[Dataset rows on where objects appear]
----------

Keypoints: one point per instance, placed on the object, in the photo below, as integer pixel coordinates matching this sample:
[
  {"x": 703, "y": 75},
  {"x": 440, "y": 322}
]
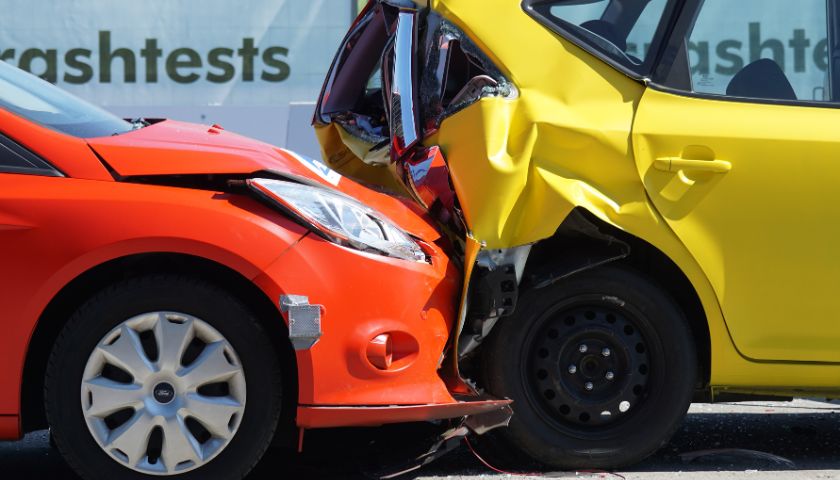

----------

Render each line of the data above as a row of a Markdown table, with columns "n" for the row number and "Line" for the text, skipping blank lines. Leave the pictures out of the answer.

SOLUTION TO THE EXERCISE:
| n | Line |
|---|---|
| 1 | Keypoints: one point per instance, placed on the object, in the photo below, as integer pixel coordinates matching this sample: |
| 2 | [ |
| 3 |   {"x": 703, "y": 75}, |
| 4 |   {"x": 440, "y": 322} |
| 5 | ] |